_PAGE_
++++++++

Anonymous asked: His is kind of an awkward question but from what I gather being a radfem just means holding men and the patriarchy solely responsible for women's oppression which I think is a little shortsighted but not /evil/ which seems to be the consensus on tumblr, and I also don't understand how this leads to them being TERFs. I've done a fair bit of research into it but I can't work it out so I was wondering if you could explain the issues with radical feminism?
Its tricky. The definition of radical feminism is a bit hard to get to, because its so debated. I would argue (along with I think most contemporary feminists trying to account for its origins) that radical feminism emerges from a realization that class reductionist marxist feminism cannot adequately account for the experiences of women. Beauvoir, McKinnon, Wittig, Dworkin, all more or less not that while there is a socioeconomic nature to the oppression of women, the marxist reduction to socioeconomics is not analytically sufficient to explain womens experiences. As such, radical feminism posits an alternative theory which centers the oppression of women and the enforced supremacy of men as the central structure of oppression in the lives of women.
Critics of radical feminism have noted that this merely decenters one totalizing structure (the material relations of historical materialism) with another, and thus maintains a tendency to bracket out questions of racial, class based, and colonial repressions. I’m not particularly interested in sorting out that debate right here, but it is worth thinking about the fact that the mere act of centering patriarchy as “Solely responsible” caries some weight to it in terms of how it shapes the lens through which we analyze violence in womens lives. Doesn’t mean its incorrect but we should be honest that its a contested position.

++++++++

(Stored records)
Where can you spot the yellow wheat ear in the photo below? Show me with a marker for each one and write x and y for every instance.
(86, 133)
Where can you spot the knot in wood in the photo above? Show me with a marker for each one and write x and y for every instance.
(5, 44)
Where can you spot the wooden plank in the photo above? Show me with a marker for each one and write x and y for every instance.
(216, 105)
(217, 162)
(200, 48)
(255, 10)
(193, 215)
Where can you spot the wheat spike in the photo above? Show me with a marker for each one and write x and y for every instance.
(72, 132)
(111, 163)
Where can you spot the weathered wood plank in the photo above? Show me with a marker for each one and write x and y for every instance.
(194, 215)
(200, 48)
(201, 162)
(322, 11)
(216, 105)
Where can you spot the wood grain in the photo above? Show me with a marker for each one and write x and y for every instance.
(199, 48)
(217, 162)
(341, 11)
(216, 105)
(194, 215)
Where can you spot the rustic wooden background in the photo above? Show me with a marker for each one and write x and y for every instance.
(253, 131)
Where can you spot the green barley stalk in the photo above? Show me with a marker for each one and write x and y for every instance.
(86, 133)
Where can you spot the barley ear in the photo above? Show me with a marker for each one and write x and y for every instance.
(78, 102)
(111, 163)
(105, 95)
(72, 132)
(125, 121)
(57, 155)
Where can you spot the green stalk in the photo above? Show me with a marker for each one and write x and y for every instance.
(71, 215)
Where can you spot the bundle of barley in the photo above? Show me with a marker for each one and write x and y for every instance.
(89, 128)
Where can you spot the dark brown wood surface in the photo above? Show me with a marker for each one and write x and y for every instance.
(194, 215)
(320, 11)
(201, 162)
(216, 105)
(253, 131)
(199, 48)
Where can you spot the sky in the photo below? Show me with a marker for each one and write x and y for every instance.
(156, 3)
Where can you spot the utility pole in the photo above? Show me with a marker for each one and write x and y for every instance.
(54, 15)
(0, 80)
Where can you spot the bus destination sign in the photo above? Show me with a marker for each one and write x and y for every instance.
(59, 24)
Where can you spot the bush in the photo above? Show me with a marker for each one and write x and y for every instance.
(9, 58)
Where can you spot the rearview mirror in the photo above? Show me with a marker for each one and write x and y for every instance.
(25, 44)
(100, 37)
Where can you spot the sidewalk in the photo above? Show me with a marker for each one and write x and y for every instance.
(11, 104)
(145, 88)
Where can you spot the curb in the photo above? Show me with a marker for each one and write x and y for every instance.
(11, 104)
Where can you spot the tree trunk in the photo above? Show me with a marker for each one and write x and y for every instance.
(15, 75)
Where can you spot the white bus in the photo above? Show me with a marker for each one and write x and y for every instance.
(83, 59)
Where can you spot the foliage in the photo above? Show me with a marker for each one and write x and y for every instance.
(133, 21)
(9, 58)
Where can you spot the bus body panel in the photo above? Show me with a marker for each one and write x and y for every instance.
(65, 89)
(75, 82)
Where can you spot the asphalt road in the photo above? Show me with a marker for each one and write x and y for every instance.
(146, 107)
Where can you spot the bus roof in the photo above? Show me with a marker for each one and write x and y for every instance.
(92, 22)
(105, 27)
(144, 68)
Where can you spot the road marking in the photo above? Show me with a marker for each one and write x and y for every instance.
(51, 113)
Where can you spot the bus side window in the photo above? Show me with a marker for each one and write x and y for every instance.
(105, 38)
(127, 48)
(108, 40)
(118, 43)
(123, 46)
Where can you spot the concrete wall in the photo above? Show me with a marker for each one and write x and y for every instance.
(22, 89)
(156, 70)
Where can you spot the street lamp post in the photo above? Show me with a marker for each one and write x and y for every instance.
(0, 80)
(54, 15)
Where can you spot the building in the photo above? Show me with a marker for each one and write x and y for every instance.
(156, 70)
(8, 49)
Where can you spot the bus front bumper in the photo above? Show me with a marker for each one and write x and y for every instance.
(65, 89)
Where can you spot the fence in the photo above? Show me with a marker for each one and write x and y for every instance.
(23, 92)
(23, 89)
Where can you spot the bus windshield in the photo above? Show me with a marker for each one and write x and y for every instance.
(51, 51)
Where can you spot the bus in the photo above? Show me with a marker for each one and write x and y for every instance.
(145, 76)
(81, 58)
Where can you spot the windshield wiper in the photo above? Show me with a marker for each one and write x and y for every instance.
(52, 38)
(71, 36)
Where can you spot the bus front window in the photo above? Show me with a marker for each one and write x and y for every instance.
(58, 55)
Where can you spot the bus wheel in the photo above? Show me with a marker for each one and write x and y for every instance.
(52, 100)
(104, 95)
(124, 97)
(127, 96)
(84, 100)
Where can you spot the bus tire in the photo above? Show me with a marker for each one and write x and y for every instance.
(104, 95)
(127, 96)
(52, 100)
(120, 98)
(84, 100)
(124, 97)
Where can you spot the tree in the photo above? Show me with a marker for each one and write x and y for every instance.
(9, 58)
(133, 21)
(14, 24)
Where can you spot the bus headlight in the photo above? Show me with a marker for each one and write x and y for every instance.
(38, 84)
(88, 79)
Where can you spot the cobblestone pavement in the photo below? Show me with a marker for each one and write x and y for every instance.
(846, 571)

++++++++

_WHAT IS ASKED_
• A. Write out the stretch of the post on radical feminism from "Critics of radical" through "a contested position.".
• B. Pick out every line of the records that contains the string "stalk", with case counting.
The post on radical feminism and the records have nothing to do with each other.

_EXERCISE RESPONSES_
• A.
Critics of radical feminism have noted that this merely decenters one totalizing structure (the material relations of historical materialism) with another, and thus maintains a tendency to bracket out questions of racial, class based, and colonial repressions. I’m not particularly interested in sorting out that debate right here, but it is worth thinking about the fact that the mere act of centering patriarchy as “Solely responsible” caries some weight to it in terms of how it shapes the lens through which we analyze violence in womens lives. Doesn’t mean its incorrect but we should be honest that its a contested position.

• B.
Where can you spot the green barley stalk in the photo above? Show me with a marker for each one and write x and y for every instance.
Where can you spot the green stalk in the photo above? Show me with a marker for each one and write x and y for every instance.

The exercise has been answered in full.